***** Данные
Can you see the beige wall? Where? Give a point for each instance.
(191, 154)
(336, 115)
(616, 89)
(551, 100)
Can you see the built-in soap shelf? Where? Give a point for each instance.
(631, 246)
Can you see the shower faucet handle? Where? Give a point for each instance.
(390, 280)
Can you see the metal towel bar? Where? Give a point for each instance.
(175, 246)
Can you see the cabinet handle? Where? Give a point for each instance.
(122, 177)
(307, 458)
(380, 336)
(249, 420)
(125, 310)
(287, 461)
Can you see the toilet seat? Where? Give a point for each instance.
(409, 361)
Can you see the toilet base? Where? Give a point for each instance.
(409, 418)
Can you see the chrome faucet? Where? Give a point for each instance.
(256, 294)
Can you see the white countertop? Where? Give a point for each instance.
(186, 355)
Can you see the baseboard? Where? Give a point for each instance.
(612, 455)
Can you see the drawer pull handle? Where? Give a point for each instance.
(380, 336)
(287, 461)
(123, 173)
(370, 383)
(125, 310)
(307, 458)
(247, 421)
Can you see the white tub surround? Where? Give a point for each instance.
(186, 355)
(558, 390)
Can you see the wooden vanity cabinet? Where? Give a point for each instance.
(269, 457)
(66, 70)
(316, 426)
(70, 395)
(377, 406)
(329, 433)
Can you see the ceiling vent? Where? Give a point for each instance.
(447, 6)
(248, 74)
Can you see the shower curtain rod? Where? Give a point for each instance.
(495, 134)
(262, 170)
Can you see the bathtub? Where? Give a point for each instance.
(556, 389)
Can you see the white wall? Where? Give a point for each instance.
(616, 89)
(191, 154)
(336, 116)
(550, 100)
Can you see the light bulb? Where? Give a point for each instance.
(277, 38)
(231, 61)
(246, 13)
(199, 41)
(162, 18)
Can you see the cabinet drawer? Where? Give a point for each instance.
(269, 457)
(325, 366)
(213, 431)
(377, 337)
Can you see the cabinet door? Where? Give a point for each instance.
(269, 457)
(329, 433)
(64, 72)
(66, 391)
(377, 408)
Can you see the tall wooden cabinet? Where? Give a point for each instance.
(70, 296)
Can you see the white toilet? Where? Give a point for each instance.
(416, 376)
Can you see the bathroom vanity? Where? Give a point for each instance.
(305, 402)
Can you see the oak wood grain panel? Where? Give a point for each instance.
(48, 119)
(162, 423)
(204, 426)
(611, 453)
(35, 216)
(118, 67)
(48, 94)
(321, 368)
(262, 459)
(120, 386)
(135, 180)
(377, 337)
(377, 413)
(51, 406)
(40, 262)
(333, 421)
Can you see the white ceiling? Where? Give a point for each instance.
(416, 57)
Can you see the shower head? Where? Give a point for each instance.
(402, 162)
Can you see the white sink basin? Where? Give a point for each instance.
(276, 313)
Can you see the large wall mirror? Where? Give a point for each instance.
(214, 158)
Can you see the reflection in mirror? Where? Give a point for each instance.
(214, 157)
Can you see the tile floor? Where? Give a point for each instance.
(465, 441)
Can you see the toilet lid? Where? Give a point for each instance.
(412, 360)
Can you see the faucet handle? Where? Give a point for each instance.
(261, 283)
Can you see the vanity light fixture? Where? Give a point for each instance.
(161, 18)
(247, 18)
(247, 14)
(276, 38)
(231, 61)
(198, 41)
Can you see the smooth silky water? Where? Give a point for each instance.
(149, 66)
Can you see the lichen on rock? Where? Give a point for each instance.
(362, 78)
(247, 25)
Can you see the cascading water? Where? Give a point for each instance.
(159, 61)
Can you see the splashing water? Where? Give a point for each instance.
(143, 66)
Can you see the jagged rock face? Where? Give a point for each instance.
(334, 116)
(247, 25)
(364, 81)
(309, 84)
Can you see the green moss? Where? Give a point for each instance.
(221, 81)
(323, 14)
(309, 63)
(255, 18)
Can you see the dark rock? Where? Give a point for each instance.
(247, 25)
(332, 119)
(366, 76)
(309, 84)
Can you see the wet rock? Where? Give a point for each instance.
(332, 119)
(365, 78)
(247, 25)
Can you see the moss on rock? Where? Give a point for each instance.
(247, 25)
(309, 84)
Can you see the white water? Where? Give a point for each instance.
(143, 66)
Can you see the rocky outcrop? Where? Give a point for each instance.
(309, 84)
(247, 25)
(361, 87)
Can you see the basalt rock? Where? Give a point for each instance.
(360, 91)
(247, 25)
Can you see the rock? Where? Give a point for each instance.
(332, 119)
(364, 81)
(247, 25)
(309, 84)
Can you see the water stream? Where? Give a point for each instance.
**********
- [Ваше задание] Повторите без единого изменения строки записей: от строки, содержащей "Can you see the white water?", и до самого конца записей, включая обе крайние строки.

- [Решение упражнения]
Can you see the white water? Where? Give a point for each instance.
(143, 66)
Can you see the rocky outcrop? Where? Give a point for each instance.
(309, 84)
(247, 25)
(361, 87)
Can you see the basalt rock? Where? Give a point for each instance.
(360, 91)
(247, 25)
Can you see the rock? Where? Give a point for each instance.
(332, 119)
(364, 81)
(247, 25)
(309, 84)
Can you see the water stream? Where? Give a point for each instance.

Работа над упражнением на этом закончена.